== INFORMATION GIVEN ==
===============
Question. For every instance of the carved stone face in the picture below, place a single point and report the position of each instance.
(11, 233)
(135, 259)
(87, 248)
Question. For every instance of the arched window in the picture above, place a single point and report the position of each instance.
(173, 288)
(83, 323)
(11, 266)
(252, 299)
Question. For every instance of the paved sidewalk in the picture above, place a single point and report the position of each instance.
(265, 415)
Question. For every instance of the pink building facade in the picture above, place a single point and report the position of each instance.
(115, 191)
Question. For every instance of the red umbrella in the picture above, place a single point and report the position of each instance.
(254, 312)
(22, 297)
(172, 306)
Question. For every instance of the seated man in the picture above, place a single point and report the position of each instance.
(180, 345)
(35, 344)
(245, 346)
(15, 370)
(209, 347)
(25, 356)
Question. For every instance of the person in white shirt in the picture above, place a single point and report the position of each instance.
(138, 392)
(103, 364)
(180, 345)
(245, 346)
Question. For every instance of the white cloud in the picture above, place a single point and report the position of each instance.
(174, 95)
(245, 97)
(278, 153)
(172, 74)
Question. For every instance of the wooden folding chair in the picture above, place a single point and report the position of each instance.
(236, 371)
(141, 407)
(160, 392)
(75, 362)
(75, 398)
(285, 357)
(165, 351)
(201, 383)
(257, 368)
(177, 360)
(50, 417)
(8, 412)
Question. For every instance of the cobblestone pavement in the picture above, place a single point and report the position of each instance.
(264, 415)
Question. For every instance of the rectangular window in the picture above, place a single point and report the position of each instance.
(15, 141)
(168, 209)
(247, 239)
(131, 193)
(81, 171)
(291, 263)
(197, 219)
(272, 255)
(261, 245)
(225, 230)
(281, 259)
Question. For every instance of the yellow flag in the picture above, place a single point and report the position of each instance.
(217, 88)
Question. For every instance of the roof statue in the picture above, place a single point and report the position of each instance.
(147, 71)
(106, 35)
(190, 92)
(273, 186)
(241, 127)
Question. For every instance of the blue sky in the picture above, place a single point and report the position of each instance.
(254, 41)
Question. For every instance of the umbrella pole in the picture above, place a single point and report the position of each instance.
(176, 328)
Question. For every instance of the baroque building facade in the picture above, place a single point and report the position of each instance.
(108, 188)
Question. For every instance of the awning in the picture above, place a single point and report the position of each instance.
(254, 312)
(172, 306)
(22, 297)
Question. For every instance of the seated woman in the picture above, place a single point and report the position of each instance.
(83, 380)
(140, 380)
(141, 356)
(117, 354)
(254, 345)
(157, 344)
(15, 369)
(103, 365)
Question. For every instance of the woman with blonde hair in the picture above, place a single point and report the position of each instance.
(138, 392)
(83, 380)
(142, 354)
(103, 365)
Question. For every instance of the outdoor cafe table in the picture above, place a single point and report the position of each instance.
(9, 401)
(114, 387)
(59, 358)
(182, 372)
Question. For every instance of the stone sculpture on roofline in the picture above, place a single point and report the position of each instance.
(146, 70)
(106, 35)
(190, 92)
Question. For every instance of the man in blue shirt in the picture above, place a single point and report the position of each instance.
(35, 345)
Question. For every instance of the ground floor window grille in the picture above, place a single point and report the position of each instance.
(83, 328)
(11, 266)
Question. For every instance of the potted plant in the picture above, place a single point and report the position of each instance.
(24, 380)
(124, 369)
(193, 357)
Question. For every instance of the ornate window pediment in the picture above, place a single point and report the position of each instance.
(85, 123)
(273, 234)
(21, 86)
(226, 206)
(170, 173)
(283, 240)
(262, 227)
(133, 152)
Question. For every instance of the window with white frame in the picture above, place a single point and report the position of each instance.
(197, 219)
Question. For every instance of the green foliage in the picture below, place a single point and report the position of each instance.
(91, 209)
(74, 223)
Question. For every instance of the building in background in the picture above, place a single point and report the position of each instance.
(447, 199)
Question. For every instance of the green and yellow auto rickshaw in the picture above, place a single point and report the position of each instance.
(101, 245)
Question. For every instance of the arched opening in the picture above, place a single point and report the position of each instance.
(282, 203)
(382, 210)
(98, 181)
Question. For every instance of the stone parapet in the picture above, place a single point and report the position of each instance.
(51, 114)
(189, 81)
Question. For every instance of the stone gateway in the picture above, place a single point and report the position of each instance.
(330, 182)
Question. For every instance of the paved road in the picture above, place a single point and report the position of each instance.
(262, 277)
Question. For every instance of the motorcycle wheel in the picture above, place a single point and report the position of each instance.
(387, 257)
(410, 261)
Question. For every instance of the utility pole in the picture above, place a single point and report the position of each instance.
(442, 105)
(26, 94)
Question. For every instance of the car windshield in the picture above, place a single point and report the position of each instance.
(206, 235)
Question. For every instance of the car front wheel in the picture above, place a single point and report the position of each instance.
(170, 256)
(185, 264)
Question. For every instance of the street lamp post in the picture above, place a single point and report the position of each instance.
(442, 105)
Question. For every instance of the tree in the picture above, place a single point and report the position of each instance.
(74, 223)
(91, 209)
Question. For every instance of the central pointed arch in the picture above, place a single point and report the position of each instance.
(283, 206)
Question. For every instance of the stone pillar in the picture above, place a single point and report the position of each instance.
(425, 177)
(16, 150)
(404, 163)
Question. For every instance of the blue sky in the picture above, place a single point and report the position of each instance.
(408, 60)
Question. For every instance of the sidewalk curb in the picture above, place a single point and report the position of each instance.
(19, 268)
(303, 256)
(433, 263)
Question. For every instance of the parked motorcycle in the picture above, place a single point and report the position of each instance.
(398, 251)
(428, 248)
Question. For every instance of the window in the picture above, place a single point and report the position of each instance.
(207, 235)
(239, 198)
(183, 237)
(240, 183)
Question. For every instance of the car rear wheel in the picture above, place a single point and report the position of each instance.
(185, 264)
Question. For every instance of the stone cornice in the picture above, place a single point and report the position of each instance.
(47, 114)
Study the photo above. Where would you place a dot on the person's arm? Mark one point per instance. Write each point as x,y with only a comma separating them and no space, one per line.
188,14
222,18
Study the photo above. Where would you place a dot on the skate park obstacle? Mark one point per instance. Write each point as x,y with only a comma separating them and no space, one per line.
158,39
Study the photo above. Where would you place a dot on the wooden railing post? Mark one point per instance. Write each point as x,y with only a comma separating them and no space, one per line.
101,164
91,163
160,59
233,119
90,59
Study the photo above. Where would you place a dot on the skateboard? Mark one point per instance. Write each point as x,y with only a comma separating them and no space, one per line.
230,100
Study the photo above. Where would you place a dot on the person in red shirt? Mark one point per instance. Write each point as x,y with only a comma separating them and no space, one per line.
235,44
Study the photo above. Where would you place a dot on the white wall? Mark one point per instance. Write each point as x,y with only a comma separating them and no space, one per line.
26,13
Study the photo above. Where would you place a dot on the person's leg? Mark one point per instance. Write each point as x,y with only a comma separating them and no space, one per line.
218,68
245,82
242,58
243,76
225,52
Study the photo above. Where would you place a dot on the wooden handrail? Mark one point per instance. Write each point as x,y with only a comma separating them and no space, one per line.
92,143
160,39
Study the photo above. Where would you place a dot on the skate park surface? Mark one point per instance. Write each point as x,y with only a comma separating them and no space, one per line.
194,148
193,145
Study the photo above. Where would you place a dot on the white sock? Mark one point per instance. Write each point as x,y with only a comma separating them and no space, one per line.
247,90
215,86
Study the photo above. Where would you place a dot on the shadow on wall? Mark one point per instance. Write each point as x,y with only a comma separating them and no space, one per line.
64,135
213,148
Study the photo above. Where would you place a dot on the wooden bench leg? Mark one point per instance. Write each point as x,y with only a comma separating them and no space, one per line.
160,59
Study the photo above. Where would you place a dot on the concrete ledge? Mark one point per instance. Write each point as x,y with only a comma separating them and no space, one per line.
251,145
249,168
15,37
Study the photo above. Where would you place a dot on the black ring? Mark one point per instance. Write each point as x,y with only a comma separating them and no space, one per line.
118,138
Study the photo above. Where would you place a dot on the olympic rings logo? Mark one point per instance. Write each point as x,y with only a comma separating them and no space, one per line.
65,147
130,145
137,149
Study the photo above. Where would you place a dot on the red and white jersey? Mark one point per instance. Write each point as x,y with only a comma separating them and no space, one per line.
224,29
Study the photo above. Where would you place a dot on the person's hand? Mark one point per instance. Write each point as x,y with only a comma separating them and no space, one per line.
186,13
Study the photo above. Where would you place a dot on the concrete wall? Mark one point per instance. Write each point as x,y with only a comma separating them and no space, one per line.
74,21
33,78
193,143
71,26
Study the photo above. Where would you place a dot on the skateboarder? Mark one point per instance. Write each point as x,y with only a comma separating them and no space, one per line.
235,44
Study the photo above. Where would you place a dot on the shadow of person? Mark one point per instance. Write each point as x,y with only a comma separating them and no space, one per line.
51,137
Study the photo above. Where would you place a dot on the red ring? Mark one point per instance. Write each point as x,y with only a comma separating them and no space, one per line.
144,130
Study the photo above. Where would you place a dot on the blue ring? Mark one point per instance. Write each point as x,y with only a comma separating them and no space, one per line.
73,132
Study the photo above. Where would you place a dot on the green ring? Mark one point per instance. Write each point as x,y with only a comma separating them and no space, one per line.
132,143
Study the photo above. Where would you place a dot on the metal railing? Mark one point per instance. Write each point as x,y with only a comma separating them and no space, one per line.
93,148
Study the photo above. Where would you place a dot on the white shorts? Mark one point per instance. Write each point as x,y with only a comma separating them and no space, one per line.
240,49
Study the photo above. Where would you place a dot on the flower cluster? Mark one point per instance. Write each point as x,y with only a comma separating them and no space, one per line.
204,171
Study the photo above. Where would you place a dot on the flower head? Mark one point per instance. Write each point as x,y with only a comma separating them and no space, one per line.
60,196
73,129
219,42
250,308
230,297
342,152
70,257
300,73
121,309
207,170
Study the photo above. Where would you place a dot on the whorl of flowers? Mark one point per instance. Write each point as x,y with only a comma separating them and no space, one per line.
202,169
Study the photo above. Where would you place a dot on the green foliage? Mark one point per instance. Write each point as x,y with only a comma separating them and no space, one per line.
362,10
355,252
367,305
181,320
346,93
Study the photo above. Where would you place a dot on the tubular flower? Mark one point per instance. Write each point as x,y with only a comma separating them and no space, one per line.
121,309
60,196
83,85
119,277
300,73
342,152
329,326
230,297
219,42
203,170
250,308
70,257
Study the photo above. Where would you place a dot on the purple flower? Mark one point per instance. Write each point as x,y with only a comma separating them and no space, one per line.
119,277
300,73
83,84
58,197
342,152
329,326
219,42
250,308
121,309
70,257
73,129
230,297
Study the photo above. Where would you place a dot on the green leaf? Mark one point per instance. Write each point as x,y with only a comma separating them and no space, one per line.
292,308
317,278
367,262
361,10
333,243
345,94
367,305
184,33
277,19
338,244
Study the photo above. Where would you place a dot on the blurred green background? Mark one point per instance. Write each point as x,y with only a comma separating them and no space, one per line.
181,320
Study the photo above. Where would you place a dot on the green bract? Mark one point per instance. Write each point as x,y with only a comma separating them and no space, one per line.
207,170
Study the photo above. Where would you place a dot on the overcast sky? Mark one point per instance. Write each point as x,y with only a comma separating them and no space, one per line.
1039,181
===============
== DESCRIPTION OF THE TASK ==
Every line from the one containing "the green bract?" through the last line of the entries should be output exactly; nothing else belongs in the reply.

== COMPLETED EXERCISE ==
Study the photo above. Where would you place a dot on the green bract? Mark one point per instance. Write each point as x,y with only a comma separating them and no space, one per line.
207,170
Study the photo above. Where would you place a dot on the overcast sky? Mark one point per instance. Write each point as x,y with only a comma separating them and no space, one per line.
1039,181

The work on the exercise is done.